Text provided →
Kimi

Angela (Zoë Kravitz) is a work from home technician for the latest and greatest voice-activated assistant, Kimi. A controversial practice, Kimi sends recordings of any incorrectly fulfilled commands so that the program can be altered by techs like Angela. One such recording is nearly incomprehensible except for the voice of a woman in distress at the very end of the clip. Fearing that she is in trouble, Angela contacts her bosses about the clip, but she soon discovers that they may be more interested in protecting the company than the consumers. 

Kimi, the latest from director Steven Soderbergh, is a taught 89-minute techno-thriller set in the age of Covid. Soderbergh continues his trend of topical and timely pieces that feel almost like guerilla filmmaking on the hot button issues at the forefront of everyone’s mind. It is not surprising, then, that he chooses to address the Covid-19 pandemic and lockdowns head-on, while also commenting heavily on privacy in an ever-increasing digital world and corporate immunity as CEOs of all the major tech companies continue to report massive gains. 

In the lead is Kravitz who does her best to garner sympathy for the cliché-ridden Angela, an agoraphobe who witnesses a crime and must overcome her debilitations to save the day. That is not to write off or discredit those who do suffer from agoraphobia, but the already tired trope is used very ineffectively here. As the heroine of the story, she is well protected from the various obstacles and threats sent her way, and while her motivations are justified and noble, Kravitz plays her with an air of arrogance so much so she comes off as a bit of a brat and it becomes hard to root for her on a character level.  

It should be noted that Kimi is penned by David Koepp, and while Soderberg’s style is very clearly present on screen, this is not an entirely original work for the director. Koepp’s script does a lot of things very well, but it is not without flaws. Most erroneous is how he handles Angela’s character. Koepp, for reasons that can only be fruitlessly speculated on, chooses to highlight elements of her character without ever going into much depth on it. While Kimi is not necessarily a story about Angela’s past, her backstory clearly informs her actions, and it is strange that for a script where Koepp chooses to make so many statements about the world, he is silent here.

Information supplied →
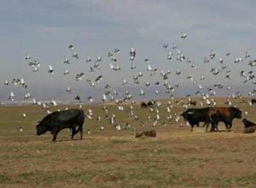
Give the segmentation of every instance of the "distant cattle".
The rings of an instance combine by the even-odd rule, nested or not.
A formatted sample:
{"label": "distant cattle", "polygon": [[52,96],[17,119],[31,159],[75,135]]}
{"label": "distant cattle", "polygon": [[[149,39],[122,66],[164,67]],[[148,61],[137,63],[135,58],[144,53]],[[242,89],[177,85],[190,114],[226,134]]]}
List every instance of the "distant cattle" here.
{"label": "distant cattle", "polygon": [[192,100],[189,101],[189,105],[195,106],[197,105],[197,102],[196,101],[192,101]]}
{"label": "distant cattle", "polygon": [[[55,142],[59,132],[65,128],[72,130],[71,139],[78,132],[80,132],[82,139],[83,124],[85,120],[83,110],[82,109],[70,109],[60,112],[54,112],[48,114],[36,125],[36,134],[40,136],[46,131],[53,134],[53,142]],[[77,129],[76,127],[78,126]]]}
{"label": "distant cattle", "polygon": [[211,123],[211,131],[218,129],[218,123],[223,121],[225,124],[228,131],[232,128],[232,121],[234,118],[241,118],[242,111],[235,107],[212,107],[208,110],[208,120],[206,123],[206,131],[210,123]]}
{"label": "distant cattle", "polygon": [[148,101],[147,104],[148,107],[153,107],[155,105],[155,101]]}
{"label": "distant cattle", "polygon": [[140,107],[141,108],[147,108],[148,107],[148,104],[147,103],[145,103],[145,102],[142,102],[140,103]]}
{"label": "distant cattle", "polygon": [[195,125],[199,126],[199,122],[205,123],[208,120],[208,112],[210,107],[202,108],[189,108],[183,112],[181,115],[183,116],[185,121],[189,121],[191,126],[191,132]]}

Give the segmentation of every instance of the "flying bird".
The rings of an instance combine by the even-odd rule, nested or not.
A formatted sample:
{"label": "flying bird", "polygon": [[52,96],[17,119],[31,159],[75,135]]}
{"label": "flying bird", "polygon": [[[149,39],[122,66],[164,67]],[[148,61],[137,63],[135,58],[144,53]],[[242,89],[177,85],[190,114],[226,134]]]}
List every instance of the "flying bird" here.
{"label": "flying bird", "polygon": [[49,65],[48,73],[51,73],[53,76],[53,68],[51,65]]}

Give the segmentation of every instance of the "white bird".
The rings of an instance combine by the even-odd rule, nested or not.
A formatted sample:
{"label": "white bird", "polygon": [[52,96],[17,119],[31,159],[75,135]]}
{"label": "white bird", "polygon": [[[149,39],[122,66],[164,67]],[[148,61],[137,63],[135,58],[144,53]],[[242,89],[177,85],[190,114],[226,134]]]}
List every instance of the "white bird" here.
...
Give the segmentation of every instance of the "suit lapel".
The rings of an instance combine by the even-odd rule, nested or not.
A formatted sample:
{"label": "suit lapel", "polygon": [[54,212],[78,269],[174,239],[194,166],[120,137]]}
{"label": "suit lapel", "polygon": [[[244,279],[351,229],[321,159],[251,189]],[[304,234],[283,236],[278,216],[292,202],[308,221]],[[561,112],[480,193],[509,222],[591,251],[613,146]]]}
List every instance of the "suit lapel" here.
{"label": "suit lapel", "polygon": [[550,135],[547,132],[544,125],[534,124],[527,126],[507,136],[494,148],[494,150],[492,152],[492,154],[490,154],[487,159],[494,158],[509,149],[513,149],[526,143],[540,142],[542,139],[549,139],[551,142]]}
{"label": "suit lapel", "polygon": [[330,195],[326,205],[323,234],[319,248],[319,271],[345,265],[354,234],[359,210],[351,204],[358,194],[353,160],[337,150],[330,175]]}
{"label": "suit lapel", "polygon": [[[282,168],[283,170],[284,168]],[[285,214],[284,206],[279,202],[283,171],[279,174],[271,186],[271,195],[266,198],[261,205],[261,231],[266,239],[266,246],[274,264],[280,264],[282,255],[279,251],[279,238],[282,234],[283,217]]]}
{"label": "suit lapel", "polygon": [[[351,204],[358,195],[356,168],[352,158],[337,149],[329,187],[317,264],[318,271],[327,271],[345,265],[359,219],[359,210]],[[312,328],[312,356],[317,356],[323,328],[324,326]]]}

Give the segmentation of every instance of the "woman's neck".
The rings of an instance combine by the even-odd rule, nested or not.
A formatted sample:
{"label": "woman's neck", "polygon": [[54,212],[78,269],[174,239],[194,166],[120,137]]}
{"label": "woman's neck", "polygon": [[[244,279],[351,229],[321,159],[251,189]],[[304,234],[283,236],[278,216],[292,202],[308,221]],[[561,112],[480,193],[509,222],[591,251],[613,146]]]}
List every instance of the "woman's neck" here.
--
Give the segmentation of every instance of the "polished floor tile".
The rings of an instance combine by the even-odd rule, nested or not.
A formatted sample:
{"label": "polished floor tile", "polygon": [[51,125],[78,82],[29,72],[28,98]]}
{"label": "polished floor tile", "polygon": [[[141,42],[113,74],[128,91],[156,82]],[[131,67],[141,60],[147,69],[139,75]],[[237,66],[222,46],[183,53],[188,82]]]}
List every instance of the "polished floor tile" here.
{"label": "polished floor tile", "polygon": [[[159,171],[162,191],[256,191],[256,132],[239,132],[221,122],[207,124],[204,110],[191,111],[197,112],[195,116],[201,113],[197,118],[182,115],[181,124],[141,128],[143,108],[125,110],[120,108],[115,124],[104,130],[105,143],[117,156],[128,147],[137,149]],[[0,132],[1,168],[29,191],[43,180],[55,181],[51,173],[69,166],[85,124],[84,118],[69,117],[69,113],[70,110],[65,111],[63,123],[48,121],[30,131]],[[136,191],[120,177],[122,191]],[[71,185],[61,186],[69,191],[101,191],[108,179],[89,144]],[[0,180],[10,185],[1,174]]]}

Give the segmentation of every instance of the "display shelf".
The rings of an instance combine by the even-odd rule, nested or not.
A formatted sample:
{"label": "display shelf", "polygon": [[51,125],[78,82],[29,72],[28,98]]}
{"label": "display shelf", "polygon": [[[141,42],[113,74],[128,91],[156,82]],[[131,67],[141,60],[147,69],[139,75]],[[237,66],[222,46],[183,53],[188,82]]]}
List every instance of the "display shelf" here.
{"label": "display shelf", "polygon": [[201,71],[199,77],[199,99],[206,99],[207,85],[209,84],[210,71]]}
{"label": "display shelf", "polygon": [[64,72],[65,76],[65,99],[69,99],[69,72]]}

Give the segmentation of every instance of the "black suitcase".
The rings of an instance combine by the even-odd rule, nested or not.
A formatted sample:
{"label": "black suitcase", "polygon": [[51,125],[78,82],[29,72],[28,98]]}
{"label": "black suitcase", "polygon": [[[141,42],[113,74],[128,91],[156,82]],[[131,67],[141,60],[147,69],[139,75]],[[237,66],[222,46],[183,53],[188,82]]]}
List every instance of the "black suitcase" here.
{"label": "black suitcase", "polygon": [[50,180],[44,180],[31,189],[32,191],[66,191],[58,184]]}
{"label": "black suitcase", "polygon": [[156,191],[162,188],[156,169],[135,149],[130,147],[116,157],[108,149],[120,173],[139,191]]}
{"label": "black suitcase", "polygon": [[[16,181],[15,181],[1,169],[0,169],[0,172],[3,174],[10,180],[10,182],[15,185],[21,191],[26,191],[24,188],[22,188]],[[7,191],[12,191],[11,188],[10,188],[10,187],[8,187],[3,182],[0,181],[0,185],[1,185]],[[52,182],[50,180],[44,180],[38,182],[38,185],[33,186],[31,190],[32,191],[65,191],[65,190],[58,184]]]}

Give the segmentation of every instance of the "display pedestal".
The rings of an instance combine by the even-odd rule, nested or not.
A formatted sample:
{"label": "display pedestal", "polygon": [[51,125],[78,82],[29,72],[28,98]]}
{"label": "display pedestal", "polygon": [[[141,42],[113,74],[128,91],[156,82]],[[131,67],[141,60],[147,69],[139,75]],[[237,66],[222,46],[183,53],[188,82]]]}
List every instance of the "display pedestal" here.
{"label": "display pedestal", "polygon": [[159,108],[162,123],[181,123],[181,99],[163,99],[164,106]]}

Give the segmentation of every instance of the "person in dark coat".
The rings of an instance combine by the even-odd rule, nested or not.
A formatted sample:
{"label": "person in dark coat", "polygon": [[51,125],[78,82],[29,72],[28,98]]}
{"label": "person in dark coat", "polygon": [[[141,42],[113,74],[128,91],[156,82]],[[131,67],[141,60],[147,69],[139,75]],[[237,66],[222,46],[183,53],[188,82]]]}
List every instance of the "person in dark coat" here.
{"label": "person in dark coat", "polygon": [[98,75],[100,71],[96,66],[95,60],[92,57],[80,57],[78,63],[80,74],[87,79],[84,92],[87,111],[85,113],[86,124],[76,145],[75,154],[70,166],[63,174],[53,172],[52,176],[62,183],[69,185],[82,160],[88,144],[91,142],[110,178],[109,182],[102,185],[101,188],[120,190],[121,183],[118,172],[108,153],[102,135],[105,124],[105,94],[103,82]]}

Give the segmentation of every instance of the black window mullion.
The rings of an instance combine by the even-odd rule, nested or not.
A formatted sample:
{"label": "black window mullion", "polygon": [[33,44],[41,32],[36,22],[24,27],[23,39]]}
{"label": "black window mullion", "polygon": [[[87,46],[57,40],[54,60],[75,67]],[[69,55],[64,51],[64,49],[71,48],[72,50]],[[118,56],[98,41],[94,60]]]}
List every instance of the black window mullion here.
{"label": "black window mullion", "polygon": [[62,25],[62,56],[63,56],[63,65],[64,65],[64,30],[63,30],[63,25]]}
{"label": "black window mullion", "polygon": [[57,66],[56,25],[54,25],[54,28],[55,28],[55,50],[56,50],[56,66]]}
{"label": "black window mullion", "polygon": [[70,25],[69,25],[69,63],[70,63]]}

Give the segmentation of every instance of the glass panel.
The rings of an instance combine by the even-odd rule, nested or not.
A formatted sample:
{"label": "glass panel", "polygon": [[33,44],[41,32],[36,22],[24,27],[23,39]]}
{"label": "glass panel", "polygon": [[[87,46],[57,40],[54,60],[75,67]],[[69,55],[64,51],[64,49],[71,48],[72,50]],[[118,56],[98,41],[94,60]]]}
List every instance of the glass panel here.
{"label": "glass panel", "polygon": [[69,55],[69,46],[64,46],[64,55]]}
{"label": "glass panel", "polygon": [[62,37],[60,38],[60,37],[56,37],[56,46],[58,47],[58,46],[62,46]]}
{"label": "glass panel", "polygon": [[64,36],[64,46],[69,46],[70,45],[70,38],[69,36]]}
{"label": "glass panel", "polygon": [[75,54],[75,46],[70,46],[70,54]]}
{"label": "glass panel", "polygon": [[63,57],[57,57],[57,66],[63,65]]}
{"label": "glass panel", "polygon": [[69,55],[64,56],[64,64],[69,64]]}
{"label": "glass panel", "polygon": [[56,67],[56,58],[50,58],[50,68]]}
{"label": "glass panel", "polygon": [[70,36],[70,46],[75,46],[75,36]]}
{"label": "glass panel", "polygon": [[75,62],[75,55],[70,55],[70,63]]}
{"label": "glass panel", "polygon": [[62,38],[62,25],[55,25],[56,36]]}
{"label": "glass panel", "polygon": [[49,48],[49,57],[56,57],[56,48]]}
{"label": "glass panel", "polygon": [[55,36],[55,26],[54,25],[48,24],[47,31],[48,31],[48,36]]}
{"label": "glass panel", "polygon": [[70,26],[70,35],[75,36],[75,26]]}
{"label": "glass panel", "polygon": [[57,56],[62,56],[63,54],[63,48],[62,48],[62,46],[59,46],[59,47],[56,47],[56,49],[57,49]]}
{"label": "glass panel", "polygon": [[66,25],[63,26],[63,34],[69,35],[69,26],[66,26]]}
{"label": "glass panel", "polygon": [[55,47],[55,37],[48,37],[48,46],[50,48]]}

Exercise requirements →
- 1) In the review of Kimi, who wrote the script?
- 2) Summarize the review of Kimi in two sentences.
- 3) Carry on the review of Kimi from its last sentence.
The lines play no part in what is asked here.

Answers to the problems →
- 1) David Koepp.

- 2) The review describes Kimi, Steven Soderbergh's 89-minute techno-thriller set during Covid, in which Angela (Zoë Kravitz), a work-from-home technician for the voice assistant Kimi, hears a woman in distress in a recording and finds that her bosses seem more interested in protecting the company than the consumers. It says Kravitz plays Angela with an arrogance that makes her hard to root for, and that David Koepp's script highlights elements of Angela's character without ever going into much depth on them.

- 3)
What Koepp does do well in this modern spin on the Rear Window (1954) framework is that, like a good Hitchcockian thriller, all the tiny location details set up in Act 1 have paid off by Act 3. That being said, Kravitz is not James Stewart and Koepp is not John Michael Hayes. This story just does not work as effectively in a modern age. Even after Angela strips away the interference, unlike Rear Window, we are deprived of the visual element of the suspected crime, and it becomes far less captivating when all we have to go off of is a quick audio clip. The guesswork is gone, we know without a doubt that a crime was committed, and now we are stuck with Angela, inexplicably and heroically, overcoming all of her fears and reservations about the outside world as she fends off the comically incompetent goons dispatched by the company.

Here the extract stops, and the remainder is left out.